> Directions for this task: Show every line of the material below that contains the string "plant", copying each one in full.

> Material for this task:
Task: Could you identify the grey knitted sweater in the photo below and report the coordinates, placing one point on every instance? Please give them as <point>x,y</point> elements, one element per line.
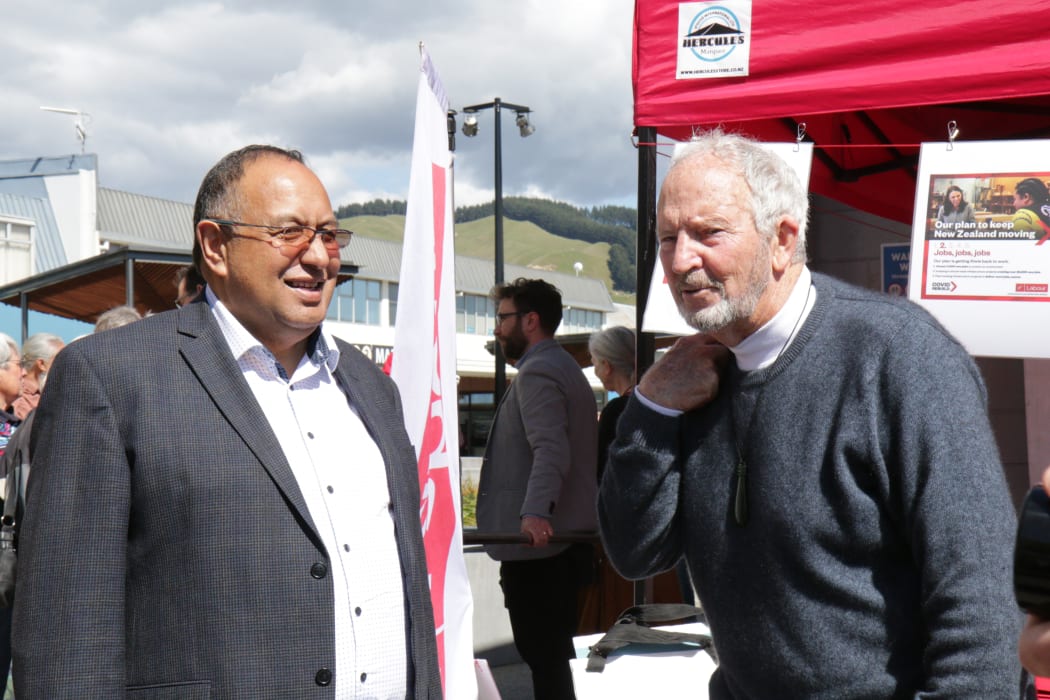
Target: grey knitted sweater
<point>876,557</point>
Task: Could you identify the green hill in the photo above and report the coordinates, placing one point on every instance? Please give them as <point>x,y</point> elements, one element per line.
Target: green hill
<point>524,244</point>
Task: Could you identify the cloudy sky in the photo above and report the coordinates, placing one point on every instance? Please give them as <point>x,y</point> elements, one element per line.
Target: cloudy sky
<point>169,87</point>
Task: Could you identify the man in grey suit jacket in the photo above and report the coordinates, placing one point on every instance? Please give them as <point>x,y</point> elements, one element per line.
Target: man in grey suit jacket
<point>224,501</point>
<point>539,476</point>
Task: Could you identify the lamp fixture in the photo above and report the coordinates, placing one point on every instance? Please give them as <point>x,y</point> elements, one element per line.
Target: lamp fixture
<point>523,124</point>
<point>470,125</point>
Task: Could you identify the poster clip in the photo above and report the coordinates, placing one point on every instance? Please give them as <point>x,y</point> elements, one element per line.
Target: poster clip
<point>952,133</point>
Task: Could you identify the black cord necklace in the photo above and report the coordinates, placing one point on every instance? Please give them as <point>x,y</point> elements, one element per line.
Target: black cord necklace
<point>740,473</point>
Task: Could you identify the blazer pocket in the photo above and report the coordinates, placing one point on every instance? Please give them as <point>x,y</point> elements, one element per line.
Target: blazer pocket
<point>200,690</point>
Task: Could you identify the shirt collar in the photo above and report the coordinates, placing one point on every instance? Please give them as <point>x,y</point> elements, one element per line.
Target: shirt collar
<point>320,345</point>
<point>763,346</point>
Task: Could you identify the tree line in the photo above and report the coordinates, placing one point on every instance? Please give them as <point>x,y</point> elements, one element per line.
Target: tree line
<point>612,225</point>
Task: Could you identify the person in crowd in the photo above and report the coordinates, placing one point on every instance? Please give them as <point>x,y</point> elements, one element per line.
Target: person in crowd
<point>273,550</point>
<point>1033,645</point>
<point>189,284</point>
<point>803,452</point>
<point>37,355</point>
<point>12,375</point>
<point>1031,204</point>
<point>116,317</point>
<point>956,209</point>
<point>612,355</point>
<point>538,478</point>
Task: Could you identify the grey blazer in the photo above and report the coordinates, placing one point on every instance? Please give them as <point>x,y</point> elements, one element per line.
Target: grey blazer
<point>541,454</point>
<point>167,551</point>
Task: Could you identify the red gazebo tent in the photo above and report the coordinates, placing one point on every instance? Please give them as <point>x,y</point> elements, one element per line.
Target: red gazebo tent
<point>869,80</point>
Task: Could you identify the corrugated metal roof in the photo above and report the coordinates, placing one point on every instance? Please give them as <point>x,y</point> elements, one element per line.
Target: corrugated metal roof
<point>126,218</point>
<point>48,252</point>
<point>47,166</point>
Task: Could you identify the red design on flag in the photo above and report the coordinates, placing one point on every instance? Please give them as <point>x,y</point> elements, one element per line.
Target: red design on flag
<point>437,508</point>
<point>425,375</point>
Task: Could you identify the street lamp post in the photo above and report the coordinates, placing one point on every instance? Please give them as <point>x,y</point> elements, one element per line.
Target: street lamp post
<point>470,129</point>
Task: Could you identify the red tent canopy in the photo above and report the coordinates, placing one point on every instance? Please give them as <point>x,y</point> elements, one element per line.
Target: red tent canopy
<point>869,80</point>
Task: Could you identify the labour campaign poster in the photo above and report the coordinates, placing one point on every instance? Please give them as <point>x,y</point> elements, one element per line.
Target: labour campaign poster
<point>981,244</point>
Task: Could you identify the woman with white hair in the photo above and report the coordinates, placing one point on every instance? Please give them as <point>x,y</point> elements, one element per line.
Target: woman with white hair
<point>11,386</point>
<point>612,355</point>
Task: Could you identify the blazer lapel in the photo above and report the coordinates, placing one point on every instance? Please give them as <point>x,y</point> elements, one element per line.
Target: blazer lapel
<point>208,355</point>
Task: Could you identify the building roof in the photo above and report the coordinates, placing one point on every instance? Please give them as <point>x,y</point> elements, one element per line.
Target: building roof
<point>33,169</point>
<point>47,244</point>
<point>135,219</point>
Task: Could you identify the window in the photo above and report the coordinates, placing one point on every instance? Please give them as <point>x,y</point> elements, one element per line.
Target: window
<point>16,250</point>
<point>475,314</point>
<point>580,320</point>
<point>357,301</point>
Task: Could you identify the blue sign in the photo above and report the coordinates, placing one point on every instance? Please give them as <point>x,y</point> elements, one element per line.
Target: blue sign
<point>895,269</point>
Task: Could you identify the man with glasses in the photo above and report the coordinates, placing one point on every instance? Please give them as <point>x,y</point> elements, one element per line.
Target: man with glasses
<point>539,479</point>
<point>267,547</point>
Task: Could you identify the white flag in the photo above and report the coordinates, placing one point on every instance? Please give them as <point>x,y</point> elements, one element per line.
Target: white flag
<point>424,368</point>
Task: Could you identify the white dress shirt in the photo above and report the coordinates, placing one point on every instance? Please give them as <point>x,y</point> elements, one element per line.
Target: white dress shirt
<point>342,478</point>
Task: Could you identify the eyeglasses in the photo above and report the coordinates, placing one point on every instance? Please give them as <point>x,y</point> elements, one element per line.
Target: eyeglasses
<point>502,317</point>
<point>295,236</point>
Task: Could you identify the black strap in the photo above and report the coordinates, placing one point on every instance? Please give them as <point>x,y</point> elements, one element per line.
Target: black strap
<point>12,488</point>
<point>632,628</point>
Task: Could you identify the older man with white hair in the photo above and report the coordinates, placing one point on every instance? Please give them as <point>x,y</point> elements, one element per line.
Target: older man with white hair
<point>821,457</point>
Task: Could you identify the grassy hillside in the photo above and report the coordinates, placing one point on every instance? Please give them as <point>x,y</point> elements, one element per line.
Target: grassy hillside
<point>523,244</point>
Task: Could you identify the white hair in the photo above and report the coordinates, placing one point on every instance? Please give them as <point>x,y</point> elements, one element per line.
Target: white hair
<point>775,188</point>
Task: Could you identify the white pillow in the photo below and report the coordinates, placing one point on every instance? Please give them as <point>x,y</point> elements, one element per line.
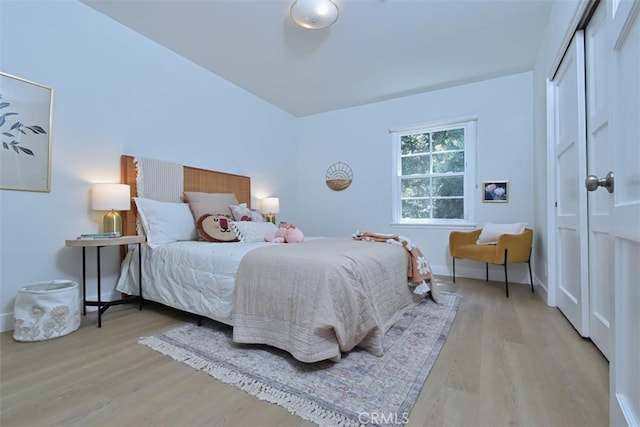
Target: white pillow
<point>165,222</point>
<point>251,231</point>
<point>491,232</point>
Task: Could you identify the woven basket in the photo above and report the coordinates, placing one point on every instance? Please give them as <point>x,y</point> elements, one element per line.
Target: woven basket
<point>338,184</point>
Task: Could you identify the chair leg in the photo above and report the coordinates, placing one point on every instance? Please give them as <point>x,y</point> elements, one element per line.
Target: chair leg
---
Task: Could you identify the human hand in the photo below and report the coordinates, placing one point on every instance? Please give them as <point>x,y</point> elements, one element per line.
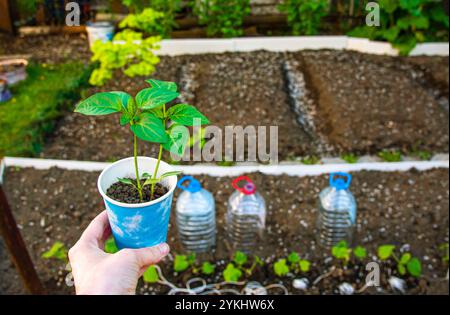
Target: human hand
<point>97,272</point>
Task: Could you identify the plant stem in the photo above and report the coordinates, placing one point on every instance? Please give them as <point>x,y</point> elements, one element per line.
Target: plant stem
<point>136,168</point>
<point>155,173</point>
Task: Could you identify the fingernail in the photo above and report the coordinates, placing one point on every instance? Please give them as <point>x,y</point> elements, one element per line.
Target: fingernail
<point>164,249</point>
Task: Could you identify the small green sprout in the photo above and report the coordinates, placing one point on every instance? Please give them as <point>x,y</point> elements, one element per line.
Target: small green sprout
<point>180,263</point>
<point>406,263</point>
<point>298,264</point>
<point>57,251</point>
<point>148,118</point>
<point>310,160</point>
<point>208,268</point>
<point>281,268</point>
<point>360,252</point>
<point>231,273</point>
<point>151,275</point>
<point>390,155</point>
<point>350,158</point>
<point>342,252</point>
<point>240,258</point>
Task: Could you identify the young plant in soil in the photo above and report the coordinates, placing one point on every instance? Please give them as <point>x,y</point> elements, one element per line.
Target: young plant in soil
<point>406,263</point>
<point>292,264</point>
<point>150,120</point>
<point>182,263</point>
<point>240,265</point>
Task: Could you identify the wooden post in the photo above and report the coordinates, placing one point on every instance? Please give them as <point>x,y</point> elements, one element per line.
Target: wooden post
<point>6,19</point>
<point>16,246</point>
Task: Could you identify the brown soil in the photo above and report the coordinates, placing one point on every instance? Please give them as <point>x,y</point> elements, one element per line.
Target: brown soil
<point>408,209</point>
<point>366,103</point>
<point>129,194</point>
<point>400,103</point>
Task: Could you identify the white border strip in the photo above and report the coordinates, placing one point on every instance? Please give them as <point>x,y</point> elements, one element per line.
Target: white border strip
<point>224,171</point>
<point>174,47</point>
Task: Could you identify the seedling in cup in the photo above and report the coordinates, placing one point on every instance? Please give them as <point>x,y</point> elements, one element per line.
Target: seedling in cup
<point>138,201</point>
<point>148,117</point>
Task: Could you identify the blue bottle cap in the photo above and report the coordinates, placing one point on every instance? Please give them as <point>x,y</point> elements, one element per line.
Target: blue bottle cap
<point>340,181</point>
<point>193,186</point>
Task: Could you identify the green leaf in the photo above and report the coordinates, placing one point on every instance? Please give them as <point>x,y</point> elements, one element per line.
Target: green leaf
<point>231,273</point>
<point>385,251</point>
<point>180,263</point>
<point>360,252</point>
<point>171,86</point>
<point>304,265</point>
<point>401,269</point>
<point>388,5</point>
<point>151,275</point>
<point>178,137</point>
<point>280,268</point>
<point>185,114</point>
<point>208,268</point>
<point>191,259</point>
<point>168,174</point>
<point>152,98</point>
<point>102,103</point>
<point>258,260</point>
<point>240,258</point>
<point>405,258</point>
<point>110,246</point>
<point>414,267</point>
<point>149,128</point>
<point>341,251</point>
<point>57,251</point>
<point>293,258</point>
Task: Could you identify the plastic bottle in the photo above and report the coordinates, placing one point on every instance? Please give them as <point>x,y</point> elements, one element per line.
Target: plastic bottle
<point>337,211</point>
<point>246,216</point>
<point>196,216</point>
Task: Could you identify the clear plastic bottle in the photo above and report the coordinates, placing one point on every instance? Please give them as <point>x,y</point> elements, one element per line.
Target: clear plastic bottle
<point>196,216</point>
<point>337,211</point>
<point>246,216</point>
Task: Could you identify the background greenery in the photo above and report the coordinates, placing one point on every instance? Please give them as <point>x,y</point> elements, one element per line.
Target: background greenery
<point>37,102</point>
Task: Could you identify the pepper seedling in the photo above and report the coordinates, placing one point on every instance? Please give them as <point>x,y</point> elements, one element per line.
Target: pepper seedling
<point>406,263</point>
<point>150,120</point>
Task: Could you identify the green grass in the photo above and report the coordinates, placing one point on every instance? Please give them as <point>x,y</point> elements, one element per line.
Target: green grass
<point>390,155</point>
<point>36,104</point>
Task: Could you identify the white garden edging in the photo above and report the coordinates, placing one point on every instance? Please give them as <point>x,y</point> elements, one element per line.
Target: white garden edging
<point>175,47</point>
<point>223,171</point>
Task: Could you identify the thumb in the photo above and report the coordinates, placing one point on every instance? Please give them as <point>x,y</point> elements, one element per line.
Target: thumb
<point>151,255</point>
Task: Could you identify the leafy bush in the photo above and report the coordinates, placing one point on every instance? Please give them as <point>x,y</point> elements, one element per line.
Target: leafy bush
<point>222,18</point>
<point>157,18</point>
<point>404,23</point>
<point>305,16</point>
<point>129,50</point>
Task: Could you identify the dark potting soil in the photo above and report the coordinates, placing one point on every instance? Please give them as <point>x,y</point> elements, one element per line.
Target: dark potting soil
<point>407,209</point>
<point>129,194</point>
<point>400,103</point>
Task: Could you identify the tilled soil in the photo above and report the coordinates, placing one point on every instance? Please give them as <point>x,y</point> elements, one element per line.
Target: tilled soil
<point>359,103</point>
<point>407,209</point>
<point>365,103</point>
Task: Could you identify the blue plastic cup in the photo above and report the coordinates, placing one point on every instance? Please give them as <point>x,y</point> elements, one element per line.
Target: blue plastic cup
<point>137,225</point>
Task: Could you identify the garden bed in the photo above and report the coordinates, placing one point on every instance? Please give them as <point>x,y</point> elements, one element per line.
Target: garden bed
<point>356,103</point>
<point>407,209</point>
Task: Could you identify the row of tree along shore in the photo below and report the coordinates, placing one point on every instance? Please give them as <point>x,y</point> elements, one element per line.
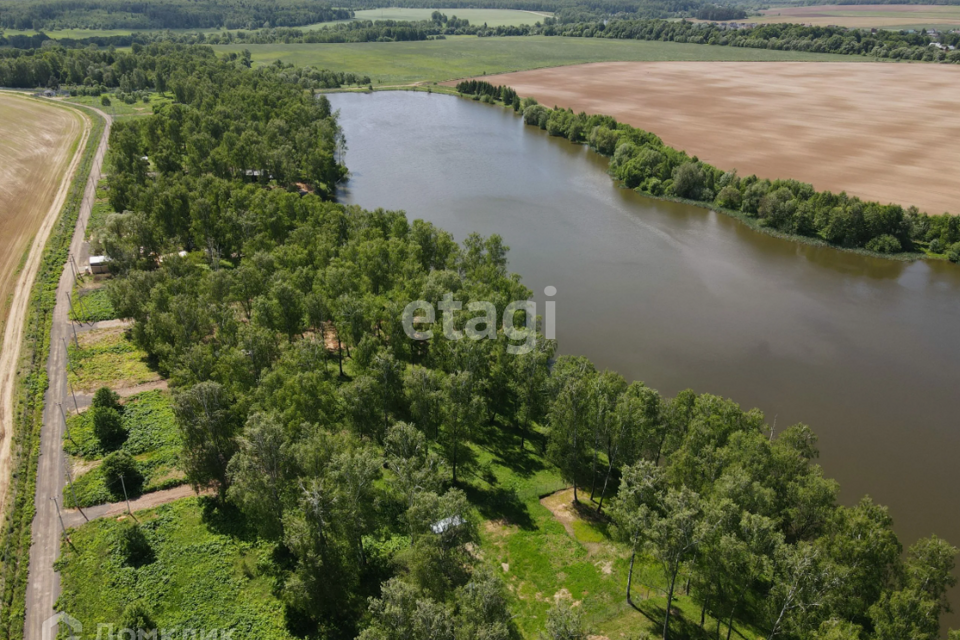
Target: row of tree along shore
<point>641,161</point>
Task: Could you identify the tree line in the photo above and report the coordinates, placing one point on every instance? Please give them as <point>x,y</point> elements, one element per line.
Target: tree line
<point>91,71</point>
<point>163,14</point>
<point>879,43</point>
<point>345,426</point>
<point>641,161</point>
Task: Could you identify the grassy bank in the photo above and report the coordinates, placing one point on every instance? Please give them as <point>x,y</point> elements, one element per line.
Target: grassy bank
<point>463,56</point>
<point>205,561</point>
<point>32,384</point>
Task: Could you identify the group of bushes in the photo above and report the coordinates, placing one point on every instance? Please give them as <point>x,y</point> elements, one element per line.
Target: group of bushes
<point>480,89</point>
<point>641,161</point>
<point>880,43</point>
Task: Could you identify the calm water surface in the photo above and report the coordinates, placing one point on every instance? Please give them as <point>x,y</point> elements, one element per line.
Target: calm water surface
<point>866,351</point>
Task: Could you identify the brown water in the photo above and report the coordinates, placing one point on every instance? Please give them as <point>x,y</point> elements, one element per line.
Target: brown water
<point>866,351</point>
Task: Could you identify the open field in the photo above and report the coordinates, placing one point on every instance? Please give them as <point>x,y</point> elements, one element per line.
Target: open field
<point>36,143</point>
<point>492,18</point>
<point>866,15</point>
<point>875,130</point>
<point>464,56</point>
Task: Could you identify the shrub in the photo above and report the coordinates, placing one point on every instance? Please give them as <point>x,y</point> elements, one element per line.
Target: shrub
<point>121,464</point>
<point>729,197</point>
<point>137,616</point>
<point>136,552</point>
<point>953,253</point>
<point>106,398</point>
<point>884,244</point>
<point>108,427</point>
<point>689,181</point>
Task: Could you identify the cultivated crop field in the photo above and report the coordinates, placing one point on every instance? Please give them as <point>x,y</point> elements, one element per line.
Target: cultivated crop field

> Worked solution:
Task: Could you identify the plant stem in the photo above and report the coordinates, placing one point on every instance? Please give them as <point>x,y</point> elements, one element per line.
Target: plant stem
Task: Could you identify the young plant in soil in the photo above and report the coordinates, placing one point on every instance? Please give them as <point>x,y</point> elements, one element per line.
Target: young plant in soil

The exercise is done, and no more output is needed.